DAFTAR TUGAS:
- A) Tentukan apakah setiap pernyataan berikut sesuai dengan kutipan teks, lalu jawab ya atau tidak disertai kata-kata penentu dari teks yang dikutip persis: (i) Komnas HAM berpendapat negara tidak bisa mencampuri urusan agama ASN; (ii) Menteri PAN-RB menyatakan ASN wajib melepas cadar saat di kantor; (iii) Guntur Romli menentang aksi TB telanjang.
- B) Kutip bagian kutipan teks tanpa mengubah satu kata pun, dari "HAM Untuk Mereka, Bukan" sampai "publik. (Detik.com, 6/3/2020).".

KUTIPAN TEKS:
───
HAM Untuk Mereka, Bukan Kita. Oleh: Chusnatul Jannah, Lingkar Studi Perempuan dan Peradaban.
Kata Pak Menteri PAN-RB, Tjahyo Kumolo, ASN boleh memakai cadar, tapi saat di kantor wajib dilepas. Menuruutnya, selama ini penggunaan cadar tidak diizinkan bagi ASN. Komisi Nasional Hak Asasi Manusia (Komnas HAM) menilai negara tak bisa mencampuri urusan agama seseorang aparatur sipil negara (ASN), terkait larangan pemakaian cadar di kantor. Komnas HAM menilai negara hanya memiliki kewenangan memastikan ASN bekerja maksimal dalam hal pelayanan publik. (Detik.com, 6/3/2020).
Saat cadar terlarang bagi ASN, di satu sudut yang lain ada Menteri berkata telanjang adalah bagian dari seni. Pernyataan ini merespon aksi selebriti yang memposting foto telanjang di akun twitternya. Menurut sang Menteri, itu adalah bagian dari ‘self respect’. Tidak melanggar UU ITE. Ia pun meminta masyarakat untuk tidak reaktif menanggapi postingan si artis. Foto telanjang yang diunggah artis TB dianggap sebagai ekspresi diri dalam mengajak orang agar mencintai bentuk tubuh sendiri. Lucunya lagi, ramai-ramai politisi dari PSI melakukan pembelaan terhadap TB. Guntur Romli mendukung aksi TB telanjang. Ia menilai TB melakukan kritik kriteria kecantikan secara efektif melalui foto.
───
CUPLIKAN DATASET:
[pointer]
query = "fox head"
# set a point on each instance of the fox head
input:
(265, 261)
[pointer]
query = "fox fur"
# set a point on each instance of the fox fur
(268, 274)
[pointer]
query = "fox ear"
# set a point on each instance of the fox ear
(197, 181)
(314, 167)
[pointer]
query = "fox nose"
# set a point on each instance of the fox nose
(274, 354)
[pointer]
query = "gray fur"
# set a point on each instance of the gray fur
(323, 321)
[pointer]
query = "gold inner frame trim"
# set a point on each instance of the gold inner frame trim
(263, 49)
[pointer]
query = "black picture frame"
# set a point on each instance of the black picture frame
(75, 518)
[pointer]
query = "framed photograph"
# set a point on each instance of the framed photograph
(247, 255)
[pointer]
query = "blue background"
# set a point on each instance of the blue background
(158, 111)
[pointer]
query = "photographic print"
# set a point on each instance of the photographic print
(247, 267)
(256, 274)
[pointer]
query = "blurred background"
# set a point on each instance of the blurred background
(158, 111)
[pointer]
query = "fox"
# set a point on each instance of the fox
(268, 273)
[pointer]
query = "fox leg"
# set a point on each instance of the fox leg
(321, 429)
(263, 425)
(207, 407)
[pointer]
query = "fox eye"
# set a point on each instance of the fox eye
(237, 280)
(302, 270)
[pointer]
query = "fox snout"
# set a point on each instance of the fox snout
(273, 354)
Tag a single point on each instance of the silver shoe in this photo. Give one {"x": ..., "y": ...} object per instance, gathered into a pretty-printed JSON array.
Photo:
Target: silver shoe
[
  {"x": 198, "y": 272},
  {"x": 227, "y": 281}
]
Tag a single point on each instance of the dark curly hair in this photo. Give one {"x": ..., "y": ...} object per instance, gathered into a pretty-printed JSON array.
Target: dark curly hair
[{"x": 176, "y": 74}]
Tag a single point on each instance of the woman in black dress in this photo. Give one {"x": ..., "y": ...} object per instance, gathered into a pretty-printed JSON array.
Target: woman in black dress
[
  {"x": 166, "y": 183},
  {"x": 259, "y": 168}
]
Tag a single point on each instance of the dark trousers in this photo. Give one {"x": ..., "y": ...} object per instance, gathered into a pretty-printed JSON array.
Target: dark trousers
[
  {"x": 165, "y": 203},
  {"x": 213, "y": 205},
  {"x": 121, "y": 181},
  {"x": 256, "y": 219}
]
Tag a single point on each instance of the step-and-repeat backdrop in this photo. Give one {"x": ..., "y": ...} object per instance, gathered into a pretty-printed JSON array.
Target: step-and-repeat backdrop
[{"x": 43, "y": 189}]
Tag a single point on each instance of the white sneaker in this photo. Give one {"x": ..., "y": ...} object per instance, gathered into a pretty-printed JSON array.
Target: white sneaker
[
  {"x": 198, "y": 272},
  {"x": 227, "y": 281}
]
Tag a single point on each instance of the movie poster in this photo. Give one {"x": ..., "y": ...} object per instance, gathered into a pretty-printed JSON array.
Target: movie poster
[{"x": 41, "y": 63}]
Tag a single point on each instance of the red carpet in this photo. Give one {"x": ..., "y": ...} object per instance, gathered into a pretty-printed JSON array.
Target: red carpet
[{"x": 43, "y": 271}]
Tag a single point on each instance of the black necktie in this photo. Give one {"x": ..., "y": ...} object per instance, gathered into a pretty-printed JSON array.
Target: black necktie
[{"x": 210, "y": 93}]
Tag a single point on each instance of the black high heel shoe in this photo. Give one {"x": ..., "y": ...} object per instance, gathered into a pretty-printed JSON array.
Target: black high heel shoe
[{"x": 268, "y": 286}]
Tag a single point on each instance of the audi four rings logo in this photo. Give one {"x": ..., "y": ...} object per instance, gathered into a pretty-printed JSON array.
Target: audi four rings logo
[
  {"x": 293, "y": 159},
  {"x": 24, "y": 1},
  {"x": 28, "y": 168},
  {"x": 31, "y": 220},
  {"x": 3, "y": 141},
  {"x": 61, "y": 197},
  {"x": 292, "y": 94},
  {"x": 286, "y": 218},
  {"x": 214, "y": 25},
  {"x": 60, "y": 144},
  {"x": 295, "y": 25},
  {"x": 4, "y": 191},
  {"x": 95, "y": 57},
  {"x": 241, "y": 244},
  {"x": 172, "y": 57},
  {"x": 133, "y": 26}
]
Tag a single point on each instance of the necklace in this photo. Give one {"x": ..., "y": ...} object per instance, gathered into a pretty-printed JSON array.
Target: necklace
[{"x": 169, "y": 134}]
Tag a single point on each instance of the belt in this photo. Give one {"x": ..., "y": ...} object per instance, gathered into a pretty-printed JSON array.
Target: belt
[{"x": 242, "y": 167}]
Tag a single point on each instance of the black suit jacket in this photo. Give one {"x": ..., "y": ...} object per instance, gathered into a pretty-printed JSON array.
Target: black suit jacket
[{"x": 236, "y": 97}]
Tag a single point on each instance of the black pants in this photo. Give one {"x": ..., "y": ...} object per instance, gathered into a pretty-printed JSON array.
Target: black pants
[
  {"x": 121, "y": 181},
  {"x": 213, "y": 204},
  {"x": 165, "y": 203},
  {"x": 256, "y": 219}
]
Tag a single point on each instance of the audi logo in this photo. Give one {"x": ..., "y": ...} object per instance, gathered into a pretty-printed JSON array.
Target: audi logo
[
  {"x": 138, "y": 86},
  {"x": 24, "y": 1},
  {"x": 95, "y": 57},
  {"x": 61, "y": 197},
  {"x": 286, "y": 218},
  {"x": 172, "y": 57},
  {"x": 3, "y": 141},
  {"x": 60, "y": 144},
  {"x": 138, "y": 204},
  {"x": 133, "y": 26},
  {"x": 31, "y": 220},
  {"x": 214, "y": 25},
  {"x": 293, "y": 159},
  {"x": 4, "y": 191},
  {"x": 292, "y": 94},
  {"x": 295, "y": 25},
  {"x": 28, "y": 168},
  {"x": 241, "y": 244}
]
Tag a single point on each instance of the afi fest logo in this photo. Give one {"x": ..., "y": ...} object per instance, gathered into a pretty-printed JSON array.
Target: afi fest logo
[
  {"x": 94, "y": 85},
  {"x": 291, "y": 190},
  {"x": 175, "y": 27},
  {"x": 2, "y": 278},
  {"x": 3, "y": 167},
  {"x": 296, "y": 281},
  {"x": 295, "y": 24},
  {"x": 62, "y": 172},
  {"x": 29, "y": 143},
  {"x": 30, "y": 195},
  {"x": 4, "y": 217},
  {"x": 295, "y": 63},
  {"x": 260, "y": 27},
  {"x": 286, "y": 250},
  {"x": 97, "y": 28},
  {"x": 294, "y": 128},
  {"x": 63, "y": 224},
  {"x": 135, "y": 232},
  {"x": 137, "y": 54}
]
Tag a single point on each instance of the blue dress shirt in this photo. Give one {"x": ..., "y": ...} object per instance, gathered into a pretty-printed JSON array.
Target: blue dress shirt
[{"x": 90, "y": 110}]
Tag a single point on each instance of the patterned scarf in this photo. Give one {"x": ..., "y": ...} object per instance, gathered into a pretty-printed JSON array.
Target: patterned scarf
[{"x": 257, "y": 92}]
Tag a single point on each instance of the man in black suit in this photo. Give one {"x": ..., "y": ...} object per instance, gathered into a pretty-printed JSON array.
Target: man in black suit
───
JAWABAN TUGAS:
- A)
(i) Ya: "Komisi Nasional Hak Asasi Manusia (Komnas HAM) menilai negara tak bisa mencampuri urusan agama seseorang aparatur sipil negara (ASN)"
(ii) Ya: "ASN boleh memakai cadar, tapi saat di kantor wajib dilepas"
(iii) Tidak: "Guntur Romli mendukung aksi TB telanjang."

- B)
HAM Untuk Mereka, Bukan Kita. Oleh: Chusnatul Jannah, Lingkar Studi Perempuan dan Peradaban.
Kata Pak Menteri PAN-RB, Tjahyo Kumolo, ASN boleh memakai cadar, tapi saat di kantor wajib dilepas. Menuruutnya, selama ini penggunaan cadar tidak diizinkan bagi ASN. Komisi Nasional Hak Asasi Manusia (Komnas HAM) menilai negara tak bisa mencampuri urusan agama seseorang aparatur sipil negara (ASN), terkait larangan pemakaian cadar di kantor. Komnas HAM menilai negara hanya memiliki kewenangan memastikan ASN bekerja maksimal dalam hal pelayanan publik. (Detik.com, 6/3/2020).